╭─ Stored data

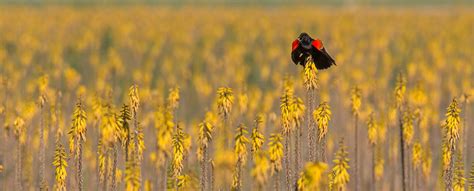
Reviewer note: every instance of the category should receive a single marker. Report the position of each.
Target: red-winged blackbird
(306, 46)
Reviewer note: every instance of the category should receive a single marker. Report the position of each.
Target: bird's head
(305, 40)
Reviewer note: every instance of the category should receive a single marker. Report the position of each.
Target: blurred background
(99, 49)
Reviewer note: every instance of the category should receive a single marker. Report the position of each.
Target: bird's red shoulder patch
(295, 44)
(318, 44)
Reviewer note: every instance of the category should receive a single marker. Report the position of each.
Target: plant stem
(356, 161)
(402, 148)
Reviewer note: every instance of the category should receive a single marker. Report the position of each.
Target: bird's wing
(322, 59)
(297, 53)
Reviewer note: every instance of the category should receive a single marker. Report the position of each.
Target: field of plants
(208, 98)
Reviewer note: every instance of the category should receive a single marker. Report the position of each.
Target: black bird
(305, 46)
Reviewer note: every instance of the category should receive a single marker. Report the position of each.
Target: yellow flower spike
(173, 98)
(241, 141)
(459, 180)
(262, 164)
(311, 176)
(78, 127)
(134, 98)
(355, 100)
(417, 154)
(257, 137)
(286, 108)
(400, 89)
(276, 152)
(372, 129)
(407, 125)
(322, 115)
(178, 151)
(340, 175)
(310, 75)
(60, 164)
(426, 164)
(225, 99)
(451, 125)
(298, 109)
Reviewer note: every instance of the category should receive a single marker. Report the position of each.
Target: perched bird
(305, 46)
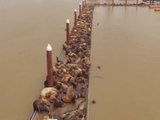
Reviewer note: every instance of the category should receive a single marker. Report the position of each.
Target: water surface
(26, 27)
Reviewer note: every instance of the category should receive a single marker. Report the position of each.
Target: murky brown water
(126, 44)
(26, 27)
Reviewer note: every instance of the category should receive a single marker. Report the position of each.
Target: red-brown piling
(75, 17)
(80, 9)
(67, 32)
(83, 4)
(49, 66)
(85, 1)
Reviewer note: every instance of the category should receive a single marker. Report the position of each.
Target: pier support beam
(75, 17)
(67, 32)
(80, 9)
(49, 66)
(137, 2)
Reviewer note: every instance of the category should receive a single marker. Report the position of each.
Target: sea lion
(46, 92)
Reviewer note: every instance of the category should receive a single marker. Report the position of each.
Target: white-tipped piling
(67, 31)
(49, 48)
(67, 21)
(80, 9)
(75, 17)
(50, 80)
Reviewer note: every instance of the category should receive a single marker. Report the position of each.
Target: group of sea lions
(67, 99)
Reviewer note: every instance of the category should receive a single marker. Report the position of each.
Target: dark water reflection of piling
(125, 72)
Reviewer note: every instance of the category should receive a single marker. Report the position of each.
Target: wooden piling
(80, 9)
(75, 17)
(49, 66)
(67, 32)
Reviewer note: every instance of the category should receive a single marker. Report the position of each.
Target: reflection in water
(26, 27)
(126, 46)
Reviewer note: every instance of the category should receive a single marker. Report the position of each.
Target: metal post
(49, 66)
(67, 32)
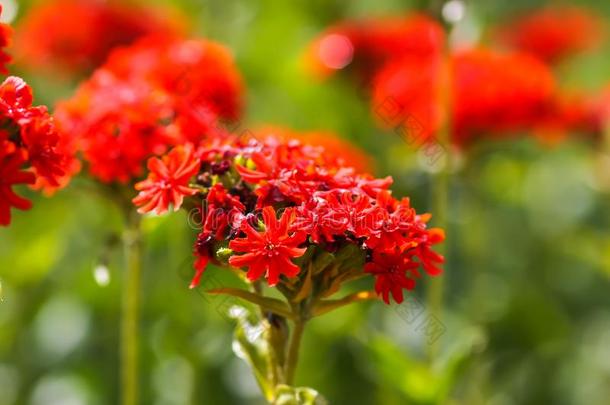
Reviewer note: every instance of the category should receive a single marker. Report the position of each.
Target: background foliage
(527, 312)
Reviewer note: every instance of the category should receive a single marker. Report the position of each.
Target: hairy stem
(130, 311)
(293, 350)
(440, 192)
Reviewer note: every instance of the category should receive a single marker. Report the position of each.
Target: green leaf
(324, 306)
(249, 345)
(286, 395)
(266, 303)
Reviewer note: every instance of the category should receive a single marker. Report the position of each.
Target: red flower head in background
(154, 94)
(492, 93)
(31, 150)
(5, 39)
(366, 45)
(78, 35)
(553, 33)
(319, 219)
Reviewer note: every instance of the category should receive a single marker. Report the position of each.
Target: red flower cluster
(490, 92)
(324, 208)
(156, 93)
(553, 33)
(5, 35)
(345, 153)
(31, 149)
(78, 35)
(366, 45)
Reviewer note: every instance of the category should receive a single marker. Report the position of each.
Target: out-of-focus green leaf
(286, 395)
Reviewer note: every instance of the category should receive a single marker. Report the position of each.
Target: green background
(527, 305)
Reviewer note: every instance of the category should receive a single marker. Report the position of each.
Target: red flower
(131, 109)
(391, 271)
(78, 35)
(202, 255)
(334, 206)
(271, 251)
(553, 33)
(28, 141)
(5, 39)
(492, 94)
(168, 181)
(10, 175)
(339, 152)
(366, 45)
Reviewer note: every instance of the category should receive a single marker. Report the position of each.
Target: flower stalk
(130, 310)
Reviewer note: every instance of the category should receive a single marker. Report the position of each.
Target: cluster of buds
(289, 213)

╰─

Job ▸ Every record above should come back exactly, but without its pictures.

Answer to this problem ▸
Reviewer note: every instance of the category should receive a single marker. Report the position of each.
Target: red-winged blackbird
(306, 46)
Reviewer note: every instance of the category should receive a single marker. Report the position of each.
Target: bird's head
(305, 40)
Reviewer note: every instance of the category should receive a single marker. Report the position of each.
Target: blurred background
(99, 49)
Reviewer note: every instance of the category should receive a single marker. Report the position of each.
Target: bird's red shoulder patch
(295, 44)
(318, 44)
Reviewer note: every instance of the category should receive a single marker. Report the position of each.
Target: plant stem
(356, 161)
(402, 148)
Reviewer note: every instance of the category should receive a single marker. Report the position of each.
Target: bird's wing
(322, 59)
(297, 53)
Reviewer note: every instance of the category should receive a single marker. Report the position of each.
Target: field of plants
(208, 98)
Reviewer note: every instance of the category should receive a single marker. Report the position of each.
Target: black bird
(305, 46)
Reviewer note: every instance of the category should receive a single marker. Report the position of each.
Target: yellow flower spike
(173, 98)
(241, 141)
(459, 180)
(262, 164)
(311, 176)
(78, 127)
(134, 98)
(355, 100)
(417, 154)
(257, 137)
(286, 108)
(400, 89)
(276, 152)
(372, 129)
(407, 125)
(322, 115)
(178, 151)
(340, 175)
(310, 75)
(60, 164)
(426, 164)
(225, 99)
(451, 125)
(298, 109)
Reviewer note: every instance of the category should receive a single marker. Report the position of each.
Target: perched bird
(305, 46)
Reviewer note: every instance of the category should receive a single marker. Report the position of each.
Target: water surface
(26, 27)
Reviewer note: every instance of the category should receive a single marker. Report the position of each.
Target: murky brown water
(126, 44)
(26, 27)
Reviewer note: every instance of the category should receive a single marker. Report the position of each.
Target: red-brown piling
(75, 17)
(80, 9)
(67, 32)
(83, 4)
(49, 66)
(85, 1)
Reviewer note: every instance of the category should receive a single marker. Report the position of each.
Target: pier support beam
(75, 17)
(67, 32)
(80, 9)
(49, 66)
(137, 2)
Reviewer note: every instance of the category should receive a single marker. Report the position of each.
Target: sea lion
(46, 92)
Reviewer note: every instance of the category should receive a single marker. Report the position of each.
Target: white-tipped piling
(67, 31)
(49, 48)
(67, 21)
(80, 9)
(75, 17)
(50, 80)
Reviewer note: every instance of the category should receive a single marker. Report the position of each.
Target: group of sea lions
(67, 99)
Reviewer note: every instance of the category should receive a single marker. Report the position of each.
Target: dark water reflection of piling
(125, 72)
Reviewer note: every instance of the category should receive a single marker. Report the position of each.
Target: wooden piling
(80, 9)
(75, 17)
(49, 66)
(67, 32)
Reviewer note: every instance of the category should receive a single marker. Report the position of each.
Target: reflection in water
(26, 27)
(126, 46)
Reviewer note: every instance of the category should receive a single marker. Report the position of each.
Target: metal post
(49, 66)
(67, 32)
Reviewer note: every instance of the category should receive a single marker. Report the position of each.
Target: background foliage
(527, 312)
Reviewer note: every instance of the category should receive a single marker. Report the position of each.
Target: hairy stem
(130, 311)
(293, 350)
(440, 192)
Reviewer note: every instance of the category should receive a single marker. Report the position of each.
Target: green leaf
(324, 306)
(249, 345)
(286, 395)
(266, 303)
Reviewer note: every instance of the category should receive a single marker. Report the position of each.
Target: red flower head in background
(154, 94)
(492, 93)
(31, 150)
(5, 39)
(366, 45)
(78, 35)
(553, 33)
(319, 219)
Reviewer note: every instance of the category should receive a single marker. Report the position of each.
Target: red flower cluster
(490, 92)
(324, 208)
(156, 93)
(553, 33)
(5, 35)
(345, 153)
(31, 149)
(78, 35)
(366, 45)
Reviewer note: every instance of the category should receive a single marker. Report the position of each.
Target: out-of-focus green leaf
(286, 395)
Reviewer note: every instance of the category should receive a single marker. Report the position of each.
Target: green background
(527, 305)
Reviewer note: every instance of the category should receive a single marker. Report the position of each.
Target: red flower
(131, 109)
(391, 271)
(78, 35)
(202, 255)
(334, 206)
(271, 251)
(553, 33)
(28, 141)
(5, 39)
(492, 94)
(168, 181)
(10, 175)
(339, 152)
(366, 45)
Reviewer note: every instance of the category should receive a single marker. Report the position of each.
Target: flower stalk
(130, 310)
Reviewer note: every instance of the category should receive a single marker. Report the position of each.
Target: cluster of buds
(289, 213)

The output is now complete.